> _Stated task_: Reproduce verbatim everything from the line containing "staircase in the photo above." down through the end of the entries, including both ends. Omit the pictures from your output.

— begin Recorded information —

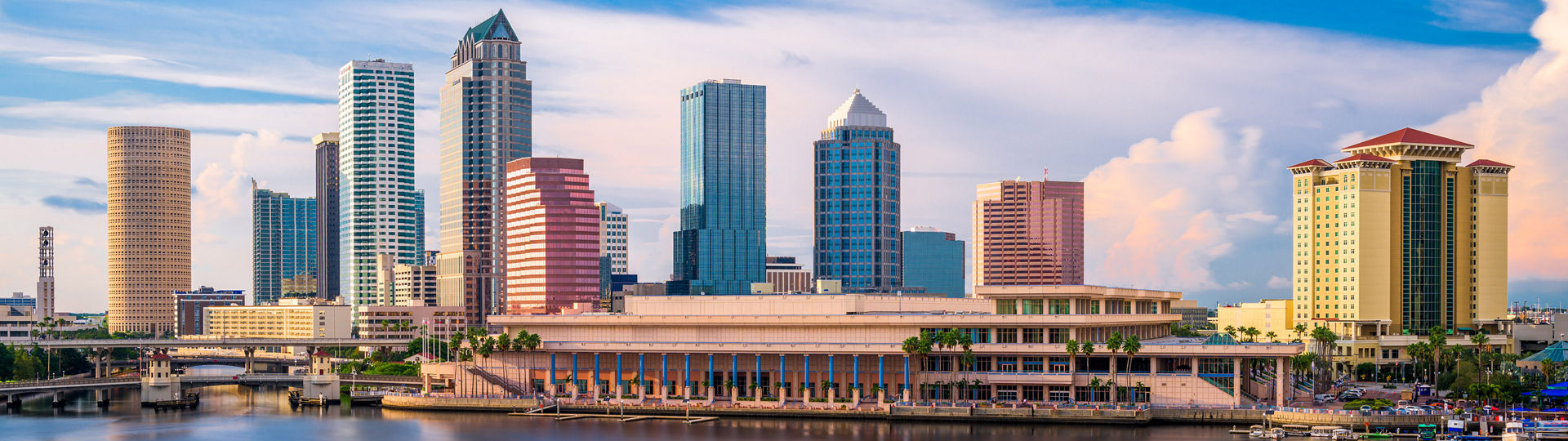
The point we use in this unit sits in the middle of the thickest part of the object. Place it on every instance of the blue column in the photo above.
(906, 372)
(880, 372)
(830, 371)
(806, 379)
(855, 379)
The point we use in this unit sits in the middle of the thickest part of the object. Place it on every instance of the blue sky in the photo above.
(1181, 115)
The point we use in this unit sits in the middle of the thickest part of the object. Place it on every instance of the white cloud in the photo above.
(1169, 209)
(1523, 120)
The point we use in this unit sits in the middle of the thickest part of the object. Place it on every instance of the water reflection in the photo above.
(240, 413)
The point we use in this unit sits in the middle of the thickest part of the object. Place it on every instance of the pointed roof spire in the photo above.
(496, 27)
(858, 112)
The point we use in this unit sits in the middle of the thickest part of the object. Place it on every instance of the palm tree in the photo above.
(1114, 344)
(1437, 336)
(1482, 345)
(1131, 345)
(1071, 360)
(530, 342)
(1089, 350)
(1325, 354)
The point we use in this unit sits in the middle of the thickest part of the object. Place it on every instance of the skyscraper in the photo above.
(933, 260)
(327, 277)
(378, 207)
(46, 274)
(552, 236)
(857, 200)
(722, 243)
(612, 236)
(1401, 233)
(149, 226)
(487, 121)
(283, 242)
(1029, 233)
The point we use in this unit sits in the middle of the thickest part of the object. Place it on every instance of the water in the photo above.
(240, 413)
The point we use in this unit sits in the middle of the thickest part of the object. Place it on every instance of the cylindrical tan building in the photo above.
(149, 226)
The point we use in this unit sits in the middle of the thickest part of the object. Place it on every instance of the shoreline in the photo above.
(1147, 416)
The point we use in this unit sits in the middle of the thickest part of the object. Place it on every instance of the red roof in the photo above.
(1409, 137)
(1317, 162)
(1365, 158)
(1487, 162)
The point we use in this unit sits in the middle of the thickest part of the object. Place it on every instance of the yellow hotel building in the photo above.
(1399, 238)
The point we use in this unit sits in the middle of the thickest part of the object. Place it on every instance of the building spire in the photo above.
(858, 112)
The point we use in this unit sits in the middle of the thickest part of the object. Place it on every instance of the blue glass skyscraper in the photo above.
(722, 245)
(857, 200)
(933, 261)
(283, 243)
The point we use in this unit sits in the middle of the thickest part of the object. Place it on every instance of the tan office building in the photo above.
(149, 226)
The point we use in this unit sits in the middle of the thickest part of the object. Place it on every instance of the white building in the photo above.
(380, 207)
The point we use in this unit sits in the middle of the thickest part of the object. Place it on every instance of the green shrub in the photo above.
(1374, 403)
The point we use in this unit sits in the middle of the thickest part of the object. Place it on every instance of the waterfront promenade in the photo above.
(1046, 413)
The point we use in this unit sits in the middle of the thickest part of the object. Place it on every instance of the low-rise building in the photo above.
(1266, 316)
(791, 345)
(410, 322)
(192, 303)
(289, 319)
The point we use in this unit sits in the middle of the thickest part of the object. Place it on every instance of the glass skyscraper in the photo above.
(380, 212)
(487, 121)
(857, 200)
(722, 245)
(283, 243)
(933, 261)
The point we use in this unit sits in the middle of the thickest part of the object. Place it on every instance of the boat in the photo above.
(1297, 430)
(1325, 430)
(1517, 432)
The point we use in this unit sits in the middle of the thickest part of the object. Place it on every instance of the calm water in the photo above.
(237, 413)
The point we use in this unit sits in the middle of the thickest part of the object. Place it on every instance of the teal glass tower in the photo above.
(857, 200)
(722, 243)
(933, 261)
(283, 243)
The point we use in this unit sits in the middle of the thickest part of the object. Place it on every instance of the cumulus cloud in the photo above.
(1523, 120)
(76, 204)
(1170, 207)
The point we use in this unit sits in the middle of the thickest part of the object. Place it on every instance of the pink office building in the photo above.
(1029, 233)
(552, 236)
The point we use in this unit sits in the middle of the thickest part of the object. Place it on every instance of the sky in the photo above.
(1178, 115)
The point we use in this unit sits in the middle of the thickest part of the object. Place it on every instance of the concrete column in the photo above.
(1236, 381)
(1280, 383)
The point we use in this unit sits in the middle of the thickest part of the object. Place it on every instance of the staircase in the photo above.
(499, 381)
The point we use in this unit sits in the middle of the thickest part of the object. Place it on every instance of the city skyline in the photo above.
(1235, 148)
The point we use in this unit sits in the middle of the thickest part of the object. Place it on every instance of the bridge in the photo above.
(99, 349)
(11, 393)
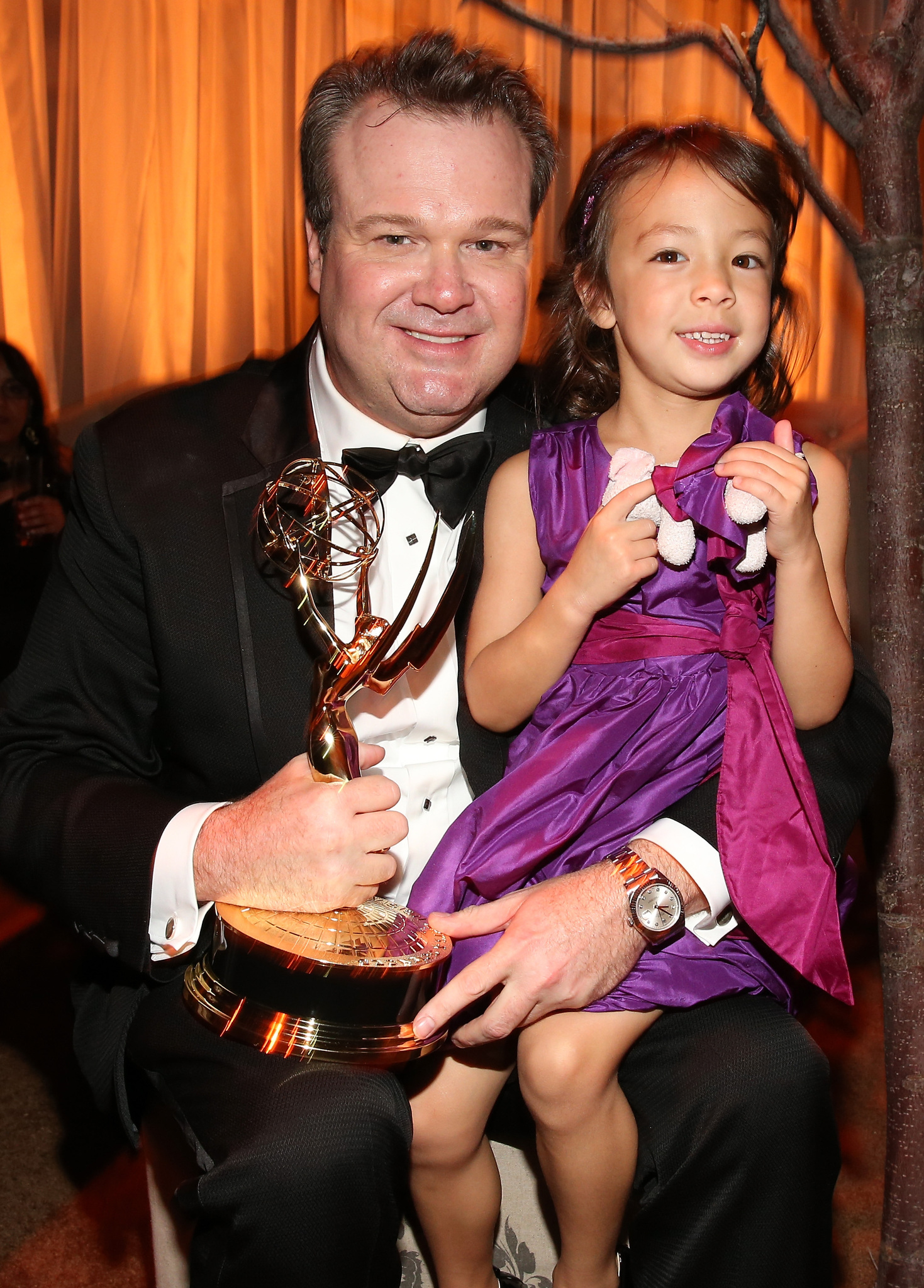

— end Recorded information —

> _Solution to the problem_:
The point we use in this unit sits in the middle of the thickest part of the object. Place it on every instance of the staircase in the photo above.
(499, 381)
The point we use in this unit sits in the middle of the thickest part of the object. Place it on every instance of the city skyline in the photo above.
(1235, 148)
The point we use in this unit sits in the middle of the thickest part of the object. Place it on every instance of the bridge in the photo above.
(99, 349)
(11, 393)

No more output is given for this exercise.